Very interesting. I'd be very interested in learning your source, esp. for the details highlighted, please.


----------



## KarenLK (Sep 17, 2011)

I did not keep all the paperwork with percentages at VCI, BUT that part sounds credible. Last winter they were bragging about all the sales, but they did not produce additional new owners, just owners who changed out their weeks and units...I moved from a parking lot [lagoon] view to a Japanese garden view...same price but I had to pay 5000 to do it. Others consolidated their weeks into one unit. But NEW owners, I don't think so. Yet they have told me it is 75% sold out. No way!


----------



## ocdb8r (Sep 17, 2011)

Can VCI owners confirm exactly what the terms of their contracts were and the re-buy deal offered were?  

I was under the impression that the VCI contracts did in large part guarantee a specific residual and that is why RR repurchased and offered the re-buy incentives.  I thought the purpose of the survey was for them to determine if it would be better financially to buy the resort and offer the re-buys or just sell the resort and be stuck making up the difference in residuals owed.  They chose the former because of the healthy response that indicated interest in re-buying.  In the end this didn't materialize and they got stuck with both the resort and covering a large portion of the residuals.  It's been so long now, but this was my distinct impression at the time.

However, it was also made clear at the time that the contracts for the tri-royals we're written in such a way as to only guarantee a portion of the sale price of the property (depending on the value of your initial contract), up to a certain maximum residual (basically, no minimum guarantee as with VCI).  Hence the reason no one expects the Royals to offer the same sort of deal they did with VCI.

Did I somehow understand this all wrong?


----------



## lonola (Sep 17, 2011)
......
Work to complete:
1. In the forum thread, what view did KarenLK move to?
2. Retype the forum thread word for word, starting at "Very interesting. I'd" and ending at "out. No way!".
3. Write what comes next in the forum thread about the VCI resort contracts, picking up after its final line.
These rows have no connection to the forum thread.

Image location labeling entries:
......
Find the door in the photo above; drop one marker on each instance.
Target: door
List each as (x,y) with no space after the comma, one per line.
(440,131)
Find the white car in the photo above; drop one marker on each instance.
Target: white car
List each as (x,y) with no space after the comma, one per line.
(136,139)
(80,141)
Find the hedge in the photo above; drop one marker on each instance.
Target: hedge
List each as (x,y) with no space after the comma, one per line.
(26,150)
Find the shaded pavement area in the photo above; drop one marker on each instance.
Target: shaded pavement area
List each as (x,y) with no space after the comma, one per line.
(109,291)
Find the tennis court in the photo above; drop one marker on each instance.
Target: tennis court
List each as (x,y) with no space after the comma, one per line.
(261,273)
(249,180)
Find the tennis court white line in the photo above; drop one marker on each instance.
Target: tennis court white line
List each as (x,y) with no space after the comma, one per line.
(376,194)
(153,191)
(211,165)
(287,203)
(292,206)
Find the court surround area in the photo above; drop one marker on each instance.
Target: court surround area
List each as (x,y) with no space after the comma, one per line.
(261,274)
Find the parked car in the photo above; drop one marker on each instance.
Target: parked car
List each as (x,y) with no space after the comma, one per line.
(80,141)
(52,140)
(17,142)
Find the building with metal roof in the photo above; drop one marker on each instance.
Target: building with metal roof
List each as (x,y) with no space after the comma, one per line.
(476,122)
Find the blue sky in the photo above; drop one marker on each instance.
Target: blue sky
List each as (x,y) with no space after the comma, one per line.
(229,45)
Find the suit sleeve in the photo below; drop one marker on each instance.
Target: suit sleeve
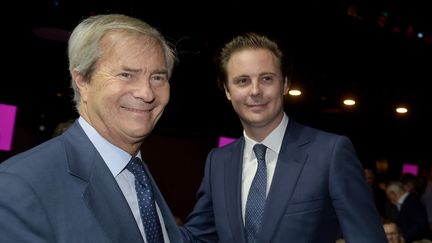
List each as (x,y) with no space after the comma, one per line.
(351,197)
(200,224)
(22,217)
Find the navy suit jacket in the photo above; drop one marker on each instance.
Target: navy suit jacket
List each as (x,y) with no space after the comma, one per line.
(62,191)
(318,185)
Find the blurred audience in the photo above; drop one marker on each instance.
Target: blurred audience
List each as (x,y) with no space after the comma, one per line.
(411,217)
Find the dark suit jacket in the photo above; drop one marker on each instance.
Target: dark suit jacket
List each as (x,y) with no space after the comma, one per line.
(318,184)
(62,191)
(412,219)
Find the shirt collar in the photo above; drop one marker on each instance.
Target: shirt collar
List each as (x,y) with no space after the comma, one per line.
(115,158)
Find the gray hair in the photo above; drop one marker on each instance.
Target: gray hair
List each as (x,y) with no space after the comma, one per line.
(84,43)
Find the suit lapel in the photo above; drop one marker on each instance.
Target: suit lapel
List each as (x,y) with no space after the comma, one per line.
(101,194)
(233,174)
(288,168)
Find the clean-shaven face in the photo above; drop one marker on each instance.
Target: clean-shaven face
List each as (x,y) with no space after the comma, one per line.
(128,90)
(255,87)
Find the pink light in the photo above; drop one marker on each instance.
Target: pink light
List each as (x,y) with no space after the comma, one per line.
(225,140)
(409,168)
(7,123)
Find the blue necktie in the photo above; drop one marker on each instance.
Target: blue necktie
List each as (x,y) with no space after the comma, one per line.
(257,196)
(146,202)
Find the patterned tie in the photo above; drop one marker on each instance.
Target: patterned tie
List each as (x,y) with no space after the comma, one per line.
(257,196)
(146,202)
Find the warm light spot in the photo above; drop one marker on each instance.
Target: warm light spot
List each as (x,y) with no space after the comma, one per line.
(349,102)
(401,110)
(295,92)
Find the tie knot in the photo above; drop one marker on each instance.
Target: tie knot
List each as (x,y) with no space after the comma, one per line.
(260,150)
(135,166)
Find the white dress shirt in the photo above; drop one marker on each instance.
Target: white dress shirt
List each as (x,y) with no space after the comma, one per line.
(273,143)
(117,159)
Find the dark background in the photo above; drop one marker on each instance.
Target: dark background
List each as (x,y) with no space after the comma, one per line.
(335,49)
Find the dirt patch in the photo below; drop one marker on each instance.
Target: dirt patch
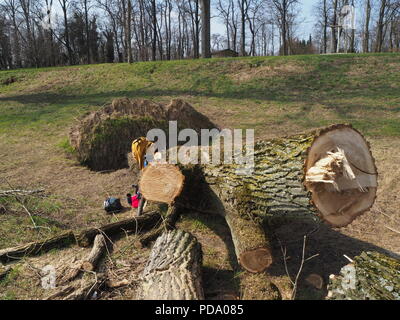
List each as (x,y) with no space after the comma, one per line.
(103,138)
(9,81)
(268,71)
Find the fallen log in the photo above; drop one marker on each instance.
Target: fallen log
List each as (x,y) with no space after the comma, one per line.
(87,290)
(173,271)
(87,264)
(35,248)
(372,276)
(137,224)
(84,238)
(168,223)
(327,173)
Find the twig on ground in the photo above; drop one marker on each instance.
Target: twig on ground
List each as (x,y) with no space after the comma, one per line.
(303,260)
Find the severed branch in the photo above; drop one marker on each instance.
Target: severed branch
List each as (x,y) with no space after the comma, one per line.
(168,224)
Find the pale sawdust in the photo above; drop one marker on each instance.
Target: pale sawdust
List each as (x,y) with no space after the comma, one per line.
(252,73)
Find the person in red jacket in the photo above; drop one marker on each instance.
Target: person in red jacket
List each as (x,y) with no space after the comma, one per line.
(135,199)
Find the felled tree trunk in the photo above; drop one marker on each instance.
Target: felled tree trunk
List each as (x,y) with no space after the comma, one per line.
(372,276)
(327,173)
(63,240)
(173,271)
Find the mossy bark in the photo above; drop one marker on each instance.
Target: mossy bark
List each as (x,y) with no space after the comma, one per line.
(372,276)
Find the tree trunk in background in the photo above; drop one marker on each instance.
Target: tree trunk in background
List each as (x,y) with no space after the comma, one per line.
(154,16)
(380,27)
(372,276)
(284,30)
(243,29)
(325,27)
(129,31)
(334,27)
(366,26)
(206,32)
(197,32)
(173,271)
(86,9)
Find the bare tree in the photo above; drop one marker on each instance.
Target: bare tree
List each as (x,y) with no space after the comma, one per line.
(206,32)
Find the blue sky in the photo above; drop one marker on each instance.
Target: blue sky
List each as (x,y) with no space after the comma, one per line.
(306,7)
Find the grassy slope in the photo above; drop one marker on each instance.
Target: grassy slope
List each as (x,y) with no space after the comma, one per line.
(300,91)
(274,95)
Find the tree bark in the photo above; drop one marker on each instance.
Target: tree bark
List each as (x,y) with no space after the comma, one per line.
(36,248)
(327,173)
(205,33)
(173,271)
(99,247)
(372,276)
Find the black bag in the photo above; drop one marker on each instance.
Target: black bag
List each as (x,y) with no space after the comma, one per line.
(112,205)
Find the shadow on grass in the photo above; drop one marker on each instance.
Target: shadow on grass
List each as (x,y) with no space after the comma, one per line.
(328,243)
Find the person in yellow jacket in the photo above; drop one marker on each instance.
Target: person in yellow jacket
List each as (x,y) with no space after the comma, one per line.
(139,149)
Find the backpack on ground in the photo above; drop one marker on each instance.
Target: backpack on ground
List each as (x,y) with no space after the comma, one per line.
(112,205)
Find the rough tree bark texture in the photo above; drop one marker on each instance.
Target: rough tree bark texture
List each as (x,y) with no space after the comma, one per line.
(372,276)
(173,271)
(99,247)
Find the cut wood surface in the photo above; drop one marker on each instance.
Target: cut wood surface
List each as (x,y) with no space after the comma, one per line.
(372,276)
(327,174)
(173,271)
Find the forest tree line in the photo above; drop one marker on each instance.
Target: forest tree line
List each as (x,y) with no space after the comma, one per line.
(41,33)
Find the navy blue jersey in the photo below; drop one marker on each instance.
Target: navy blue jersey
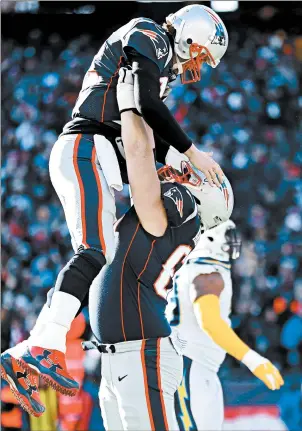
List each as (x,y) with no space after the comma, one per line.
(97,100)
(128,300)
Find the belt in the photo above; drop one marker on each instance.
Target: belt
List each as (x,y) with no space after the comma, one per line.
(102,348)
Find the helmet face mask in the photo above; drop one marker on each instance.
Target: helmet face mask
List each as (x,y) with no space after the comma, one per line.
(222,243)
(215,204)
(199,37)
(192,68)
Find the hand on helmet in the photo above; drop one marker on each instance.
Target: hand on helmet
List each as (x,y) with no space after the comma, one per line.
(125,90)
(206,164)
(269,375)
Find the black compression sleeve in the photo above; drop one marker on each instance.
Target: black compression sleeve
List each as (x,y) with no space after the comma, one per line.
(152,108)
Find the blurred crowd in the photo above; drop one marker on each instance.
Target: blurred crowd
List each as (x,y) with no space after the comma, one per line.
(247,111)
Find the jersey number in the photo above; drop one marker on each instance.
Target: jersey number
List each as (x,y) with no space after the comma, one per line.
(163,85)
(168,271)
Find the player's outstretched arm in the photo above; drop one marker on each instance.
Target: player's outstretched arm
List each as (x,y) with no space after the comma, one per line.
(160,119)
(138,145)
(205,291)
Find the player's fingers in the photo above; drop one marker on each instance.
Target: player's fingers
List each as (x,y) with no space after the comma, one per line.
(270,382)
(209,178)
(122,74)
(215,178)
(219,172)
(279,377)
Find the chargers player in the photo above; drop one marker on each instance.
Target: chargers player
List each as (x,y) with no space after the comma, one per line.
(141,365)
(87,163)
(199,313)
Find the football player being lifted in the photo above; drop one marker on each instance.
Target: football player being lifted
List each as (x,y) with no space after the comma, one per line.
(141,363)
(88,163)
(199,313)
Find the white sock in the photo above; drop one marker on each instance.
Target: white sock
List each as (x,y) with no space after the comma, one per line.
(20,348)
(62,311)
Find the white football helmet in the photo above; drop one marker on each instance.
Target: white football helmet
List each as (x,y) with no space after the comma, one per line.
(215,204)
(222,243)
(200,36)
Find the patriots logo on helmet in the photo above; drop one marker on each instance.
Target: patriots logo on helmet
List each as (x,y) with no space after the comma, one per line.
(219,38)
(158,41)
(175,195)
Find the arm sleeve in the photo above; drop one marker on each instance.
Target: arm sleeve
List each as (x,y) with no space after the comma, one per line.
(151,107)
(179,204)
(207,311)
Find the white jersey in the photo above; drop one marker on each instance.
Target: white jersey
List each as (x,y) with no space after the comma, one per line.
(198,346)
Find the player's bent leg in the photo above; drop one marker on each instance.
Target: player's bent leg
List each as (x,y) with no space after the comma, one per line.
(147,385)
(199,399)
(87,202)
(108,401)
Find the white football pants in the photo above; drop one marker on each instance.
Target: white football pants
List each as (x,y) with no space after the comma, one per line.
(88,203)
(199,399)
(138,385)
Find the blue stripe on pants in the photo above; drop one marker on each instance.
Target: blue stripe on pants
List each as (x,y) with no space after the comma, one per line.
(151,357)
(91,197)
(183,410)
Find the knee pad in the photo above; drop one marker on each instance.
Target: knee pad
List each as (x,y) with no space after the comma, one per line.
(76,277)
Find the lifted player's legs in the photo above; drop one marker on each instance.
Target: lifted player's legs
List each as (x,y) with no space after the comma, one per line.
(89,207)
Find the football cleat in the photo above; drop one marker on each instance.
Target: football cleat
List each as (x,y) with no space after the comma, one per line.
(23,385)
(51,366)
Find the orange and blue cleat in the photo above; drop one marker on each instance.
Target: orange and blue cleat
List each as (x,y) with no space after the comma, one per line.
(23,385)
(51,366)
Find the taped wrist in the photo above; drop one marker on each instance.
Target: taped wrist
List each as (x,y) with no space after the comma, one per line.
(252,360)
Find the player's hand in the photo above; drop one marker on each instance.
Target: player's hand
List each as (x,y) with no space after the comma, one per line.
(263,369)
(206,164)
(270,376)
(125,90)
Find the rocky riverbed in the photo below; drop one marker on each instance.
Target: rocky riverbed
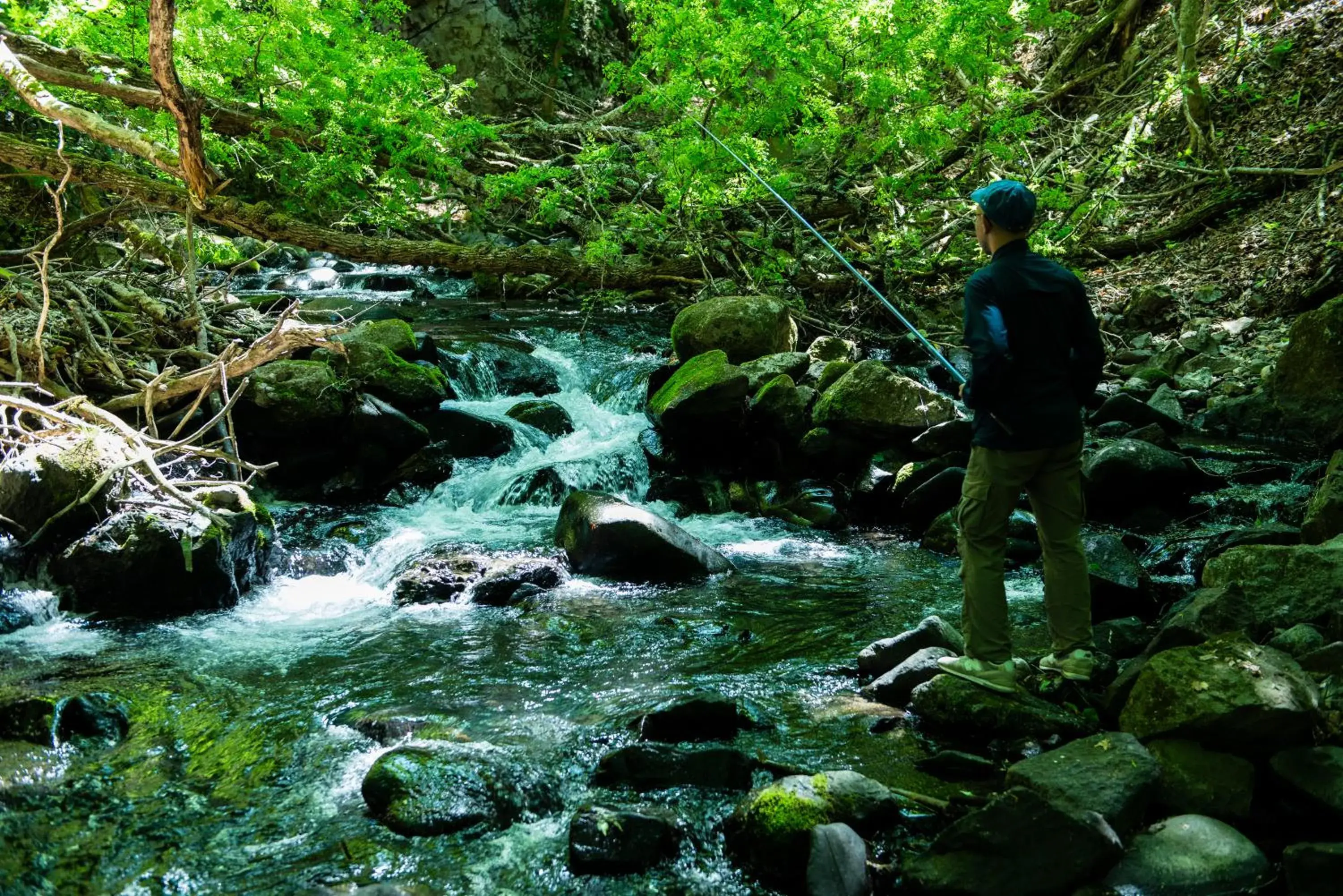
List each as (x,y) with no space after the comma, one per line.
(446,661)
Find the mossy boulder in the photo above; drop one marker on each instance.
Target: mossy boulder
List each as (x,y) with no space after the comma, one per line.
(707,391)
(1228,694)
(544,415)
(296,394)
(41,480)
(743,327)
(872,402)
(771,829)
(170,562)
(602,535)
(422,792)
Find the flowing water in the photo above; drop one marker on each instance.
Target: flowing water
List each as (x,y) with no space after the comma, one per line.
(238,776)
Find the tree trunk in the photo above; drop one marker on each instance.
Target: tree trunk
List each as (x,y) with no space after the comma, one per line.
(628,272)
(199,175)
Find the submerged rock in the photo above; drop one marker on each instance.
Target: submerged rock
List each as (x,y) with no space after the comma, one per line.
(1229,694)
(1190,856)
(1110,774)
(616,841)
(743,327)
(650,766)
(168,562)
(771,829)
(605,537)
(1017,845)
(422,792)
(22,609)
(872,402)
(958,707)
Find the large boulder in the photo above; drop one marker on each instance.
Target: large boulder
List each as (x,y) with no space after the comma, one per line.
(771,829)
(1190,856)
(170,562)
(1129,475)
(1110,774)
(744,327)
(1283,585)
(1315,776)
(1202,782)
(1018,845)
(603,535)
(872,402)
(1228,694)
(883,656)
(957,707)
(704,395)
(614,841)
(1325,514)
(422,792)
(41,480)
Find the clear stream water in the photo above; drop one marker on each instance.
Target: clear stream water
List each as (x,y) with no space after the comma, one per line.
(238,777)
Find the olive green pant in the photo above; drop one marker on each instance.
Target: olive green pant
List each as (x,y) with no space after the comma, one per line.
(994,480)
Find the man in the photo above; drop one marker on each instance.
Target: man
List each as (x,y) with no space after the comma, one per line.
(1036,358)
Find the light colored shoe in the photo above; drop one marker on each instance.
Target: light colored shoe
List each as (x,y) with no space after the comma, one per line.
(1075,666)
(996,676)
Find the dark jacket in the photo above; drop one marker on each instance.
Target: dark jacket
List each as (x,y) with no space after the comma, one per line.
(1037,351)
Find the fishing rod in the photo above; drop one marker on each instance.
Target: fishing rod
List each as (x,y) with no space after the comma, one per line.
(923,340)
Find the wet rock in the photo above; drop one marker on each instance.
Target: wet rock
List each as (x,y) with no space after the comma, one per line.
(945,438)
(1129,475)
(1283,585)
(743,327)
(771,829)
(872,402)
(605,537)
(544,415)
(652,766)
(958,707)
(92,717)
(833,348)
(935,496)
(883,656)
(761,371)
(1130,410)
(168,562)
(1017,845)
(1298,641)
(1229,692)
(30,719)
(1315,776)
(895,687)
(1190,856)
(616,841)
(468,434)
(1110,774)
(418,792)
(504,580)
(1266,533)
(1325,514)
(703,397)
(837,864)
(440,580)
(700,718)
(1314,870)
(39,482)
(22,609)
(1202,782)
(1119,584)
(1122,639)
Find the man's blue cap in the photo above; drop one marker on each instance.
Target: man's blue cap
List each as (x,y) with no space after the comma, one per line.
(1008,203)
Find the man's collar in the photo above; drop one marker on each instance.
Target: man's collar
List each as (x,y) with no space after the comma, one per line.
(1014,247)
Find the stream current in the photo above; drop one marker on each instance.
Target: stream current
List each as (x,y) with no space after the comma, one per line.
(241,777)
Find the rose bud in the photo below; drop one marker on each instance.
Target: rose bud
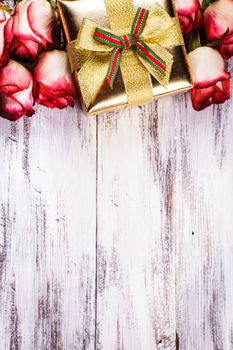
......
Task-by-task answers:
1. A Japanese garden view.

2.
Very interesting. I'd be very interested in learning your source, esp. for the details highlighted, please.


----------



## KarenLK (Sep 17, 2011)

I did not keep all the paperwork with percentages at VCI, BUT that part sounds credible. Last winter they were bragging about all the sales, but they did not produce additional new owners, just owners who changed out their weeks and units...I moved from a parking lot [lagoon] view to a Japanese garden view...same price but I had to pay 5000 to do it. Others consolidated their weeks into one unit. But NEW owners, I don't think so. Yet they have told me it is 75% sold out. No way!

3.
I got these numbers/info from a RM rep.  I went to talk to them after reading TUG and all the threads about the VCI resale problems.  I went to them asking what the probability was that RM owners would receive their full residual value.  The quick answer is, they don't know.  What they do know is that they are going to sell the property.  I just hope they don't play any "funny" games by inventing another company to purchase the RM at a depressed price level and then say "sorry, that's the best we can do" to all the RM owners while at the same time still owning control of the RM.  I'm not getting a warm/fuzzy feeling that RR is going to take care of their RM owners.  They have bit off more then they can chew.


----------



## buceo (Sep 17, 2011)

*low expectations*

Considering that here in US the primary residence housing market is in the tank, the vacation home market is in the toilet, and Expedia is renting Royals for dirt cheap I can't see any profitable scenario in now selling a timeshare resort in MX. I only know our Royal's contracts are "any profits will be divided up", right now that'd be a zero in my thinking.


----------



## KarenLK (Sep 17, 2011)

It's been a while, but we were told how much we had in residuals...I think I had something like 15 or 16 thousand total for 2 units. They waited to see who wanted the residuals and who wanted to stay, and then the newly available units were put on a website available via password where we could search for a specific week and then a specific unit type. A price was given, and we could double the residuals, if I remember the deal. I would have to dig the info up from here on TUG.


----------



## KarenLK (Sep 17, 2011)

This was posted by Geoffb way back a few years ago, but I think it explains a lot. BTW, I did a search on VCI residuals. There is a lot more there if anyone wants to read it all.

"The meeting was a presentation and Q&A with Roger Sherman (head of Royal Resorts sales and marketing) and Richard Sutton. I took the opportunity to thank Mr. Sutton in person for 29 great years at VCI after the meeting.

The presentation outlined the history of the trust and the proposal made in September 2005 to the members and then went on to describe a revised plan based on the survey that members received at that time. The stated goal of the plan presented is to offer "maximum value to members."

They stated that VCI will be offered for sale on the open market later in 2006 to guage the market value and see if the assessment done recently is accurate (approx. $40 million).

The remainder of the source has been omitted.